● BRIEF
Beginning at the line that contains "Where can you spot the adult's" and ending at the last line of the entries, write out each line exactly; include nothing outside that span.

Raw records:
↓↓↓

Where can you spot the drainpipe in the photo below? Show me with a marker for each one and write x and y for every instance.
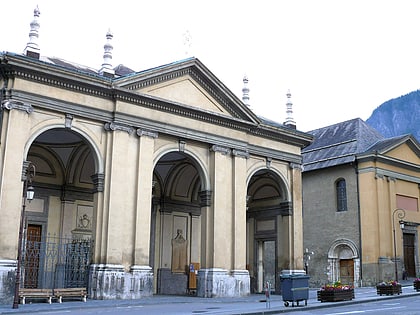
(356, 169)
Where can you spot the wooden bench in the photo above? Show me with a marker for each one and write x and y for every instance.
(35, 293)
(70, 292)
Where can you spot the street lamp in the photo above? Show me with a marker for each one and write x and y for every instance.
(306, 258)
(400, 214)
(28, 194)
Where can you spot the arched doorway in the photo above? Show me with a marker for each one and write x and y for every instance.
(176, 223)
(344, 262)
(267, 232)
(59, 221)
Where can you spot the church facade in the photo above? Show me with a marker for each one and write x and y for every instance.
(159, 182)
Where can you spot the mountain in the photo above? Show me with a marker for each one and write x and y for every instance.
(398, 116)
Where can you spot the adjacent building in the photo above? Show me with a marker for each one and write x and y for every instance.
(357, 187)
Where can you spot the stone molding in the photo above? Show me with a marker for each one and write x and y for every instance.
(205, 198)
(98, 180)
(240, 153)
(113, 126)
(220, 149)
(111, 282)
(68, 121)
(9, 105)
(147, 133)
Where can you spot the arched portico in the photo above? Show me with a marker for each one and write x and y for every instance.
(268, 209)
(178, 197)
(59, 222)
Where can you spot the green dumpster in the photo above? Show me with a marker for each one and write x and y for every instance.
(294, 288)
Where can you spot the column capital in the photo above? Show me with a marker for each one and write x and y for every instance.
(147, 133)
(113, 126)
(221, 149)
(10, 104)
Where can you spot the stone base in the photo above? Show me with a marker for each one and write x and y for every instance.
(172, 283)
(7, 281)
(109, 282)
(217, 282)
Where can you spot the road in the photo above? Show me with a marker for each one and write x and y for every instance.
(406, 306)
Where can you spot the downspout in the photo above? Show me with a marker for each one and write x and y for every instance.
(3, 91)
(356, 169)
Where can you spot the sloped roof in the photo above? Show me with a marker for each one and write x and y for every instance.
(338, 144)
(386, 144)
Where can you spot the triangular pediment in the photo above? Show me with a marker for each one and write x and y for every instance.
(188, 83)
(185, 90)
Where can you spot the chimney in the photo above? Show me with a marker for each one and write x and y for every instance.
(290, 123)
(245, 91)
(32, 48)
(106, 69)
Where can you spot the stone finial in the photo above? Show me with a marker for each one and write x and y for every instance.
(107, 69)
(32, 47)
(289, 112)
(245, 91)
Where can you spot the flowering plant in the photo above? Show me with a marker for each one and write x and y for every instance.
(389, 283)
(336, 286)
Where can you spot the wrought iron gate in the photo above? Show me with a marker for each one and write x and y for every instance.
(54, 262)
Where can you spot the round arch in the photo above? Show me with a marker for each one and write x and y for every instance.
(99, 163)
(342, 247)
(263, 167)
(201, 168)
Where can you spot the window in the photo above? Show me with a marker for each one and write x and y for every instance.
(341, 195)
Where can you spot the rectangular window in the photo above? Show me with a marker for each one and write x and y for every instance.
(407, 203)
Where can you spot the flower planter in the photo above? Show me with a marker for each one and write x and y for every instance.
(335, 295)
(416, 285)
(388, 289)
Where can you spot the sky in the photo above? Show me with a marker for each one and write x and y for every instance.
(340, 59)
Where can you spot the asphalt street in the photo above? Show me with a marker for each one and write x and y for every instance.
(159, 304)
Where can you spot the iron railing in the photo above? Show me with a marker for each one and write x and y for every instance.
(54, 262)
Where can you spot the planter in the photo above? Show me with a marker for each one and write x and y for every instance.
(335, 295)
(388, 289)
(416, 285)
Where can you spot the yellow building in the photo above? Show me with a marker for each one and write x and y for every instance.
(357, 186)
(158, 181)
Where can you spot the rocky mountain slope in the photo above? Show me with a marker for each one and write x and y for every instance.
(398, 116)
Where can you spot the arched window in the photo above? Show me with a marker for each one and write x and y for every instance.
(341, 195)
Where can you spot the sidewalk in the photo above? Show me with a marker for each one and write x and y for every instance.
(251, 305)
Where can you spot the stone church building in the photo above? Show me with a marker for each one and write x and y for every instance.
(153, 182)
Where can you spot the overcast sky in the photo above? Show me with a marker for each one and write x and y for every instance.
(340, 59)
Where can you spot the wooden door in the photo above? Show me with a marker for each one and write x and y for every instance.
(346, 271)
(409, 250)
(32, 254)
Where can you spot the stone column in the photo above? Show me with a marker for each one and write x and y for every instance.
(14, 136)
(220, 278)
(296, 235)
(128, 195)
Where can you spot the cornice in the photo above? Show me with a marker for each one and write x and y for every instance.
(81, 82)
(388, 161)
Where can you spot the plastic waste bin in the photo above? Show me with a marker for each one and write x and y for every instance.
(294, 288)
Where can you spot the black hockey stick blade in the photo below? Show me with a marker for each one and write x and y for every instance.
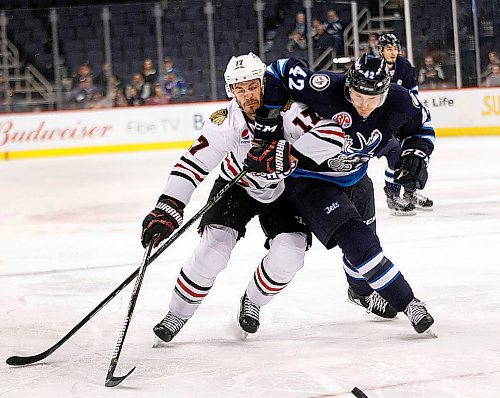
(20, 361)
(113, 381)
(28, 360)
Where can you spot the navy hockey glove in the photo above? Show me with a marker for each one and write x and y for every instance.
(411, 169)
(161, 222)
(268, 124)
(268, 157)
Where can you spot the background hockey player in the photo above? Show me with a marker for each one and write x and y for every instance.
(227, 136)
(336, 198)
(402, 73)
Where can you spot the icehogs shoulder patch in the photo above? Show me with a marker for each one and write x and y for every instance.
(218, 117)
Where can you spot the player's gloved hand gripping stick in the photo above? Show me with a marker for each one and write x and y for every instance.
(148, 259)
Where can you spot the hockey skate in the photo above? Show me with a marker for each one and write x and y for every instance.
(420, 319)
(374, 303)
(168, 328)
(399, 206)
(248, 317)
(419, 201)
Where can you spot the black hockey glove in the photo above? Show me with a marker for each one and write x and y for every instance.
(268, 124)
(411, 169)
(268, 157)
(162, 221)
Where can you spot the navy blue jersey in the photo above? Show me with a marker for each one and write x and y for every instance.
(403, 74)
(402, 115)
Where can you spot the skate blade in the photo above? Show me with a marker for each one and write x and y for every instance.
(427, 209)
(403, 213)
(431, 333)
(243, 335)
(379, 318)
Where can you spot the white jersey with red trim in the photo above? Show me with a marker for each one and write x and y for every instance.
(227, 136)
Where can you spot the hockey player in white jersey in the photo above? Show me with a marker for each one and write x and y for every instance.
(228, 136)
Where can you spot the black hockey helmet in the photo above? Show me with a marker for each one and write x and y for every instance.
(388, 39)
(369, 75)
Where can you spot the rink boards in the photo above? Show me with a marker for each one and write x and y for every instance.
(466, 112)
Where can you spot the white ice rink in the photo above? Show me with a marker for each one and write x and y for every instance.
(69, 234)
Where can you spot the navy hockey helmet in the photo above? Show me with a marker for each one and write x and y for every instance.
(369, 75)
(388, 39)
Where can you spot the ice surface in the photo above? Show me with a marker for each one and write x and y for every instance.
(69, 234)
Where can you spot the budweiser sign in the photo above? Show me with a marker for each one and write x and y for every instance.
(44, 132)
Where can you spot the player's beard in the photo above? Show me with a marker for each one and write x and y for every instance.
(250, 107)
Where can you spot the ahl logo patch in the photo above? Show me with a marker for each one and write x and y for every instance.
(343, 119)
(319, 82)
(218, 117)
(332, 207)
(245, 137)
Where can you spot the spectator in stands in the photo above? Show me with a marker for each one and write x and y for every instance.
(168, 66)
(82, 95)
(81, 77)
(6, 93)
(149, 74)
(158, 97)
(431, 75)
(493, 60)
(372, 45)
(101, 81)
(141, 89)
(320, 40)
(173, 85)
(493, 79)
(334, 31)
(134, 98)
(300, 24)
(296, 40)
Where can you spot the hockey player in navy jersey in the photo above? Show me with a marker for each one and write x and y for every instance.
(335, 198)
(227, 136)
(402, 73)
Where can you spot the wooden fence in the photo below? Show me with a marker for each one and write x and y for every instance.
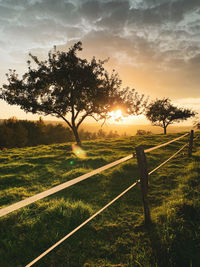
(144, 174)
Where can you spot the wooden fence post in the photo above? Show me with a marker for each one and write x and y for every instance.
(190, 143)
(142, 164)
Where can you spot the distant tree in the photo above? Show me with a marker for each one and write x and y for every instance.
(143, 132)
(65, 84)
(162, 113)
(101, 133)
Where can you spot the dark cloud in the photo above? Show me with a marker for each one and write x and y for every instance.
(154, 38)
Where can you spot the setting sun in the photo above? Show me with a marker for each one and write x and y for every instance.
(116, 116)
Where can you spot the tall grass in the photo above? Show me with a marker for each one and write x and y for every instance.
(118, 235)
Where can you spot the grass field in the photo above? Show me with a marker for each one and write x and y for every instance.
(118, 235)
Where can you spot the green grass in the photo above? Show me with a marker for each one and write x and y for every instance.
(116, 236)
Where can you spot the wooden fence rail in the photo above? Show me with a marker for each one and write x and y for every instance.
(142, 164)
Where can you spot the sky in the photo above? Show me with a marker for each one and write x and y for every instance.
(154, 45)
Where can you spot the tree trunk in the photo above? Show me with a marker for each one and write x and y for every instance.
(165, 129)
(76, 135)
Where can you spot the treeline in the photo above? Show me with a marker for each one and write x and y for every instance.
(22, 133)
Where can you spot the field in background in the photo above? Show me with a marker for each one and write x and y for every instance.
(123, 128)
(117, 235)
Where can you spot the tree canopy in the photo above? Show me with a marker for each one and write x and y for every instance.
(162, 113)
(70, 88)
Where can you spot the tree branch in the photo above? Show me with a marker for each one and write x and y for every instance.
(82, 119)
(64, 119)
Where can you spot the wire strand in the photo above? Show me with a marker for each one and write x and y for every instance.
(163, 163)
(80, 226)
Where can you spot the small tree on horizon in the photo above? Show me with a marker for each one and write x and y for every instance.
(71, 88)
(162, 113)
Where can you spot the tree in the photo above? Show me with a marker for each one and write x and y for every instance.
(70, 88)
(162, 113)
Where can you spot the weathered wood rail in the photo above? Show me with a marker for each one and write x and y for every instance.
(144, 174)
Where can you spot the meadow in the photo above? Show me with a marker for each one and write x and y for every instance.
(117, 236)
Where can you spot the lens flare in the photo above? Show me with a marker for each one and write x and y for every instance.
(78, 151)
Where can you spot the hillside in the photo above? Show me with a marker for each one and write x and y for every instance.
(118, 235)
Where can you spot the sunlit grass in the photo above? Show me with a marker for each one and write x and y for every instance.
(118, 235)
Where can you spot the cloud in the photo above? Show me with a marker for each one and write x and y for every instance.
(155, 45)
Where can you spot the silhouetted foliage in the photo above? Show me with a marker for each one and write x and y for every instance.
(65, 84)
(162, 113)
(22, 133)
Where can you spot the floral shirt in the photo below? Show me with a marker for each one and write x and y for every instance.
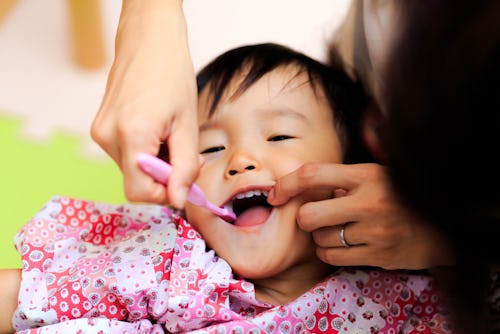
(92, 267)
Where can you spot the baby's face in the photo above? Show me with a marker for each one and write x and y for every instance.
(273, 128)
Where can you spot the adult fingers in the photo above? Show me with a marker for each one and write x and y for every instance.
(311, 176)
(184, 157)
(335, 211)
(330, 237)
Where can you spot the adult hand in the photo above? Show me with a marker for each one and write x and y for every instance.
(151, 98)
(379, 230)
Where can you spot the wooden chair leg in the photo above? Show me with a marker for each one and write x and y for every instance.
(87, 33)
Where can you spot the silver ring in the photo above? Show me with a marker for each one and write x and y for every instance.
(342, 237)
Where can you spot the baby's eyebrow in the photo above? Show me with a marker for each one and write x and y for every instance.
(282, 112)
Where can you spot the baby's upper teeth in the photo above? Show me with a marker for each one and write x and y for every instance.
(252, 193)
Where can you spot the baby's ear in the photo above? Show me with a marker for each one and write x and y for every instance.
(372, 126)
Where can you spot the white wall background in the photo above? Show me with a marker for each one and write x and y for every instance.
(40, 83)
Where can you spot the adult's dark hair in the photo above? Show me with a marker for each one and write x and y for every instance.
(345, 97)
(443, 102)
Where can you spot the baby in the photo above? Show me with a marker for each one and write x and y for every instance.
(264, 111)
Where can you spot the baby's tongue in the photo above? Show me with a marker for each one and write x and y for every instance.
(253, 216)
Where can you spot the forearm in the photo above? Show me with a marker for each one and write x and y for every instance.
(9, 289)
(150, 23)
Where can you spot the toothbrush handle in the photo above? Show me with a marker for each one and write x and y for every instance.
(160, 171)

↑↑↑

● FINAL RESULT
Where can you spot the adult's dark hair in the photo above? Show me with a marker for each one and write x and y for every instance.
(345, 97)
(443, 102)
Where can you spot the baby in the photo above? Show me with a marker for each one and write x and y for every instance.
(264, 111)
Where can you spot the baby's tongue in the photo above? Show me with a marker for each one and write x and y for every instance.
(253, 216)
Where can you spot the forearm in the photo above? Show me with a marker for each one and write x and y for every instance.
(9, 289)
(150, 23)
Where can you spot the toothbrush handle in the photo above? Show me with a marker for each one and write x and y for every instance.
(160, 171)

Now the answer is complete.